# [What is required]
Locate and copy every line of the material below that contains the string "blue", treating uppercase and lowercase letters as distinct.
%%
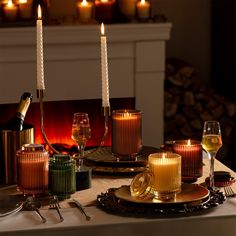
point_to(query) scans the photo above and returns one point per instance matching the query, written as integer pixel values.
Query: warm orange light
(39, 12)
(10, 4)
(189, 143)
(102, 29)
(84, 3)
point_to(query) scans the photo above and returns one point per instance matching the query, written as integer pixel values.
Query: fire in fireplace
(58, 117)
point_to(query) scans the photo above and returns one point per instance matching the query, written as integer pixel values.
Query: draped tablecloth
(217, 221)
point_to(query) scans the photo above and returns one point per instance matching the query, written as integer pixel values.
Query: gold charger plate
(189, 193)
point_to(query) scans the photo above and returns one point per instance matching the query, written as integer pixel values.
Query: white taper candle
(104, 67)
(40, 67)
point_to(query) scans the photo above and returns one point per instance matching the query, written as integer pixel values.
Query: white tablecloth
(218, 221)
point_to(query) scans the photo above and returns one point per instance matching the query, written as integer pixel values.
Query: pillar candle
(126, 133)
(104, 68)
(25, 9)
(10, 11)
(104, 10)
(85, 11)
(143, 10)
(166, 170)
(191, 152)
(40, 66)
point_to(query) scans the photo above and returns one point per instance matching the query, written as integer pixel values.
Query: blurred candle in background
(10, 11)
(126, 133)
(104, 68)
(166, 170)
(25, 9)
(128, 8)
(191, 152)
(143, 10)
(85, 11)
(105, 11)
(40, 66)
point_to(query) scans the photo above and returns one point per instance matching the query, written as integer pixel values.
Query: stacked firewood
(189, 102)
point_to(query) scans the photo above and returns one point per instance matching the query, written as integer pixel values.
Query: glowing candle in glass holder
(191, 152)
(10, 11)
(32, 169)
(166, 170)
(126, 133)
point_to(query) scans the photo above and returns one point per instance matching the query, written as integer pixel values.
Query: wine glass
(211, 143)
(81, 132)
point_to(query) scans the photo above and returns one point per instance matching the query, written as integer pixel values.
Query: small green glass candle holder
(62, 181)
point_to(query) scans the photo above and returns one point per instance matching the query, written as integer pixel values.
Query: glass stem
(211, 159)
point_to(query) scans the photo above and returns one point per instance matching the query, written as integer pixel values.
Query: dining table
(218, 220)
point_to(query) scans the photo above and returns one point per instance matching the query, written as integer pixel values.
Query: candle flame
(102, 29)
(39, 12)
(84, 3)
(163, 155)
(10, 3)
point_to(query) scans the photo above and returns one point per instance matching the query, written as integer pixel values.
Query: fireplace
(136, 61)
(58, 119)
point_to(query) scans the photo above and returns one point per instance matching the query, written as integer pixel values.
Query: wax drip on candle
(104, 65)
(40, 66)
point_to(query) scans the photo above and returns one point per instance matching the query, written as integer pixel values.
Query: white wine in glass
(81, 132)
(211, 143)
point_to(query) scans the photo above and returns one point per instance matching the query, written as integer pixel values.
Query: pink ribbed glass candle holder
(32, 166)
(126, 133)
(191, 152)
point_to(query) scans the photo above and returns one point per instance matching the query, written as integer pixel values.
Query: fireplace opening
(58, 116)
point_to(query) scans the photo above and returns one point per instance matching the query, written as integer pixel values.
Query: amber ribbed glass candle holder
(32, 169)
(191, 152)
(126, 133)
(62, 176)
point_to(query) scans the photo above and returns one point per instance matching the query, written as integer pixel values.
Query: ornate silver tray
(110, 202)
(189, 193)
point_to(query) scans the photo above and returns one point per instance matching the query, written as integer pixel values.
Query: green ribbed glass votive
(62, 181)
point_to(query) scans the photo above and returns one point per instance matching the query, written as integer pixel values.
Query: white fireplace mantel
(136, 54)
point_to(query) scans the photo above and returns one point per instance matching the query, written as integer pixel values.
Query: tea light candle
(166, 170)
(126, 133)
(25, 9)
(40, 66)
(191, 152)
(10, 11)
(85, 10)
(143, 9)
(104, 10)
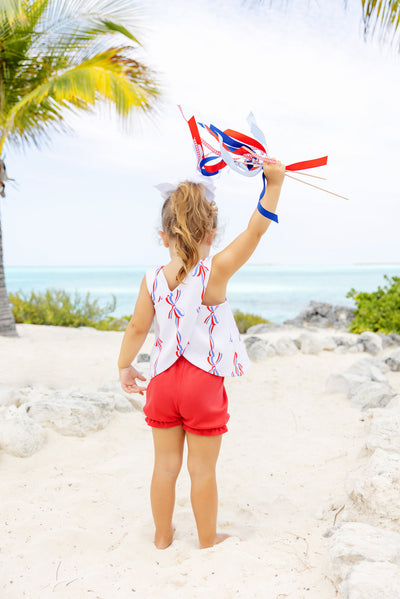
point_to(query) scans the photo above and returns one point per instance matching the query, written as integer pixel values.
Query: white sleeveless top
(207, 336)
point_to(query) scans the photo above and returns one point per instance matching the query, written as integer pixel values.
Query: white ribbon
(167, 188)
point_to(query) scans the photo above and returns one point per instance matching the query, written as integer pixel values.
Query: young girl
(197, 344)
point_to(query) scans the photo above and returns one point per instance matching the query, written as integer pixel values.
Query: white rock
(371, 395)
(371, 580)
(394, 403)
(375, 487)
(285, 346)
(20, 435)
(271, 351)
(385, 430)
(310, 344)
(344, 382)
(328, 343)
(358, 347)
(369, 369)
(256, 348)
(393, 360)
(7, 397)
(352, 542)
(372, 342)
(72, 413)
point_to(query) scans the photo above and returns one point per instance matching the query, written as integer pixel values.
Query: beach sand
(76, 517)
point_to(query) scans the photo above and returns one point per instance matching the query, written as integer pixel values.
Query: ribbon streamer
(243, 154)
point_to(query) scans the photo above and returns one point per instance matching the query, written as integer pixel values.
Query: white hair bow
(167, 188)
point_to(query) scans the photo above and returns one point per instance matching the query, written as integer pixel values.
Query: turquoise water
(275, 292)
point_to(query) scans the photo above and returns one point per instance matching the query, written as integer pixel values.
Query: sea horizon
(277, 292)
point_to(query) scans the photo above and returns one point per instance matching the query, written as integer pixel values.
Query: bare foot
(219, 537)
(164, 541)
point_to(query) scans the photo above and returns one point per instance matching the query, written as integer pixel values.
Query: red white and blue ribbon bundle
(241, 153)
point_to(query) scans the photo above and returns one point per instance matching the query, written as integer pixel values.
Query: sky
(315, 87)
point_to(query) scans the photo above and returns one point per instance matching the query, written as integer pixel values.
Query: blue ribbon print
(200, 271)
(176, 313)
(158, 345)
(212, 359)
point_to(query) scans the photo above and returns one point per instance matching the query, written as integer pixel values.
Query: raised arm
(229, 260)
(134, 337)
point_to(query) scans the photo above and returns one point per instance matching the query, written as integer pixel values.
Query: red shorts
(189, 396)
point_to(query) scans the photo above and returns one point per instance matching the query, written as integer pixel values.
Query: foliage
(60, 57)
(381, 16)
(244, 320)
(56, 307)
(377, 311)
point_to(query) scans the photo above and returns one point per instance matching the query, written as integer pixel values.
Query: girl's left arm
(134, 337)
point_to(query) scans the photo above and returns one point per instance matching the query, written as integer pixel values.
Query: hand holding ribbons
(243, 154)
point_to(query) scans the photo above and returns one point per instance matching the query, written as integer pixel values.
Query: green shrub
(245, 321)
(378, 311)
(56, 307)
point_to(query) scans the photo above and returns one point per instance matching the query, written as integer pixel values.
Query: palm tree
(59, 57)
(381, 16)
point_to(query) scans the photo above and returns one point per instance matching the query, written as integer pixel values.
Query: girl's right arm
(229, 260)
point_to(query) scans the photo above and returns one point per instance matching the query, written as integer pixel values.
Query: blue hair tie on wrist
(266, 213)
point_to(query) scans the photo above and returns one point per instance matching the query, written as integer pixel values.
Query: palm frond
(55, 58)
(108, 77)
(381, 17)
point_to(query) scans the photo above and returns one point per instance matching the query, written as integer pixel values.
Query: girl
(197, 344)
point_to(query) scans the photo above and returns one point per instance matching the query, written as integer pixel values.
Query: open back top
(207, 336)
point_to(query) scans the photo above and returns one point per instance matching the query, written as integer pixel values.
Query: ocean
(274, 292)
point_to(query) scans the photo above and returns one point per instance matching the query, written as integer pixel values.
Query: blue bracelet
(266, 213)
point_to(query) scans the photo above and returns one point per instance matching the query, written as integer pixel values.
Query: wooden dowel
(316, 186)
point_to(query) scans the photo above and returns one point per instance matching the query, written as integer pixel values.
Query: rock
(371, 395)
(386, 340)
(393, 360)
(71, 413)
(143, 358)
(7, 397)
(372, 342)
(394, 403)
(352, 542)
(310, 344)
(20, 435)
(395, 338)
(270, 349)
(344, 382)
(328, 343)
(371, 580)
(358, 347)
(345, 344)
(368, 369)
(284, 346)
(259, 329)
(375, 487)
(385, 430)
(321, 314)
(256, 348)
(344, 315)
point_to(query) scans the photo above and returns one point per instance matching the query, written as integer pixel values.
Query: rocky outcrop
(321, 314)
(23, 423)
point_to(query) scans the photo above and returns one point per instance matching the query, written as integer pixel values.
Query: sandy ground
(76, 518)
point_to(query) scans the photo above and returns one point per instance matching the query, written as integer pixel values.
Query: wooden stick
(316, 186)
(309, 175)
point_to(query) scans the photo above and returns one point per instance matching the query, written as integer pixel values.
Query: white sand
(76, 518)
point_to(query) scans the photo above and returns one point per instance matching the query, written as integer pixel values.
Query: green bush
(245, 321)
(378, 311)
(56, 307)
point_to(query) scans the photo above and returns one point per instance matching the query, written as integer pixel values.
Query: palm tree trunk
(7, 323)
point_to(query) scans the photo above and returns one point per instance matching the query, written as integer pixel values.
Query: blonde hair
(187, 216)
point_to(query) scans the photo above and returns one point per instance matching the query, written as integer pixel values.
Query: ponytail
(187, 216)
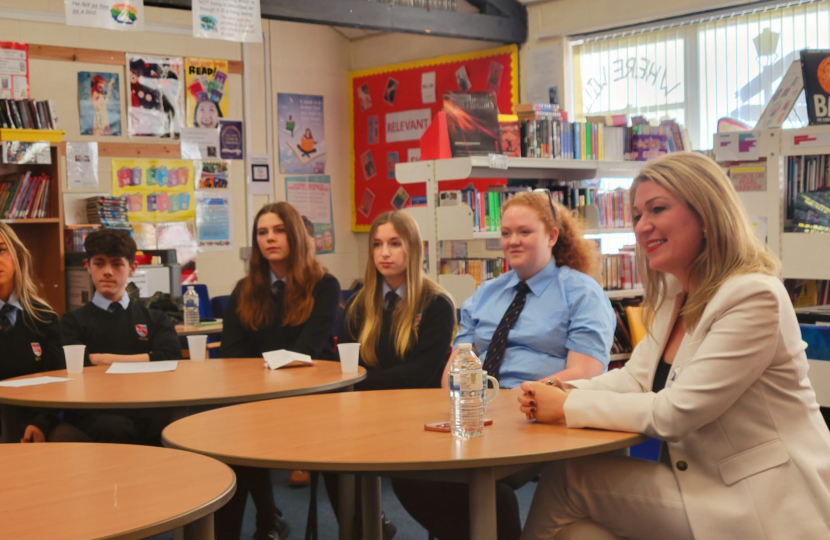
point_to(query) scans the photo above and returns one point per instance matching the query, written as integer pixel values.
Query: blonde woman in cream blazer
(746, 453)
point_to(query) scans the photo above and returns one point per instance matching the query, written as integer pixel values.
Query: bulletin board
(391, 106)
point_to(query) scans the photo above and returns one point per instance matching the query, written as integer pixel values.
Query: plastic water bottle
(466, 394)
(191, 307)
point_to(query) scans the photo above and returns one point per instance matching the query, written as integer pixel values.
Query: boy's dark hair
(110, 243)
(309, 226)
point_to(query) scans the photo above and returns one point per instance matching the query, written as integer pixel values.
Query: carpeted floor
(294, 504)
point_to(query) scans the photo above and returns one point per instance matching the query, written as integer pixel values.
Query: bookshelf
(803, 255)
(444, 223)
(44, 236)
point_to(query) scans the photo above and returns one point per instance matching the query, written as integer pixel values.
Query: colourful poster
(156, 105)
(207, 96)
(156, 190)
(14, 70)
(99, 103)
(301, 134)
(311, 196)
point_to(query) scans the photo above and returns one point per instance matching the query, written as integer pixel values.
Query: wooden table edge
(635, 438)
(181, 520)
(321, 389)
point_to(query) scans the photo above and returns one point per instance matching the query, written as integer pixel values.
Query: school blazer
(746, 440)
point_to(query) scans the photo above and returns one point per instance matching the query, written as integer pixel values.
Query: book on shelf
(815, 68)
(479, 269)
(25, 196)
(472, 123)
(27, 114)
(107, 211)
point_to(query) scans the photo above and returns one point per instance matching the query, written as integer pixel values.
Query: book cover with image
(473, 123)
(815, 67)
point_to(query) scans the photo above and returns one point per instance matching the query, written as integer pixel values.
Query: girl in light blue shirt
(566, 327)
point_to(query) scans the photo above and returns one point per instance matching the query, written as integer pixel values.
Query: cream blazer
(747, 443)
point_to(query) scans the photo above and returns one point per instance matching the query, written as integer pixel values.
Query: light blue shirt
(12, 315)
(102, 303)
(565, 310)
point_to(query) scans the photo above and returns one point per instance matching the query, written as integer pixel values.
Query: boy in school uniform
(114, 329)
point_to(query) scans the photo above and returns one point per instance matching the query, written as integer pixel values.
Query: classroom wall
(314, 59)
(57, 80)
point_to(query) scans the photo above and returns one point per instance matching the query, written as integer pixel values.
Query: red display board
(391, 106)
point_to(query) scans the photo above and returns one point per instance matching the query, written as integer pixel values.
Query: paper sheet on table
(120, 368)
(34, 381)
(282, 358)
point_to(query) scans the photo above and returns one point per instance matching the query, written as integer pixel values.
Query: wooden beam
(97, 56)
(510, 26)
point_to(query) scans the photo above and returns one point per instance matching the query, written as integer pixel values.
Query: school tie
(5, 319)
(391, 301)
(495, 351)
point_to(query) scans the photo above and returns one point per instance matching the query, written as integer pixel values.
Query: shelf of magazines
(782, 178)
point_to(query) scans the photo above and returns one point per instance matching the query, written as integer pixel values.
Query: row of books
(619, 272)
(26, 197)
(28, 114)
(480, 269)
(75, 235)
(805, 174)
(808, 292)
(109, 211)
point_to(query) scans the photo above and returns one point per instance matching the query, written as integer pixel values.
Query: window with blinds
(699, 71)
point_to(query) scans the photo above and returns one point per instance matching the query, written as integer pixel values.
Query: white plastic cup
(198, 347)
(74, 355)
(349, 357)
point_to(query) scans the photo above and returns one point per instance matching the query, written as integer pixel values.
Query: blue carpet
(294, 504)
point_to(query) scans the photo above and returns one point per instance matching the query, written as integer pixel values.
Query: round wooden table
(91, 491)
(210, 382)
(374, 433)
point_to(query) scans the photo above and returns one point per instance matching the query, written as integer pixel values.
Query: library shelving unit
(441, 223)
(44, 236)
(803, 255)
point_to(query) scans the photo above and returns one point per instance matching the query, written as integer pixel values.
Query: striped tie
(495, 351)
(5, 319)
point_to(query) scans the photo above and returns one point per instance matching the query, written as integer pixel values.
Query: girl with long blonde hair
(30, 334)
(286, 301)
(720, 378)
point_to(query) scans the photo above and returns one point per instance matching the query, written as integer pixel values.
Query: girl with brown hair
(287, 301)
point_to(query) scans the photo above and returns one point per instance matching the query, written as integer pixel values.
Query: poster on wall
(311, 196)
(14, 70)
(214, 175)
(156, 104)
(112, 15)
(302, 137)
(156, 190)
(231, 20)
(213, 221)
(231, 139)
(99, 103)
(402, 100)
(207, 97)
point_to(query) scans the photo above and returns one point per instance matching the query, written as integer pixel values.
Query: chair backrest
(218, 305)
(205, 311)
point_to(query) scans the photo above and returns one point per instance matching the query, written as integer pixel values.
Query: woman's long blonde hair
%%
# [Right answer]
Query: red white and blue ribbon bundle
Query: blue ribbon print
Query: blue hair tie on wrist
Query: blue bracelet
Query: girl in light blue shirt
Query: light blue shirt
Query: blue carpet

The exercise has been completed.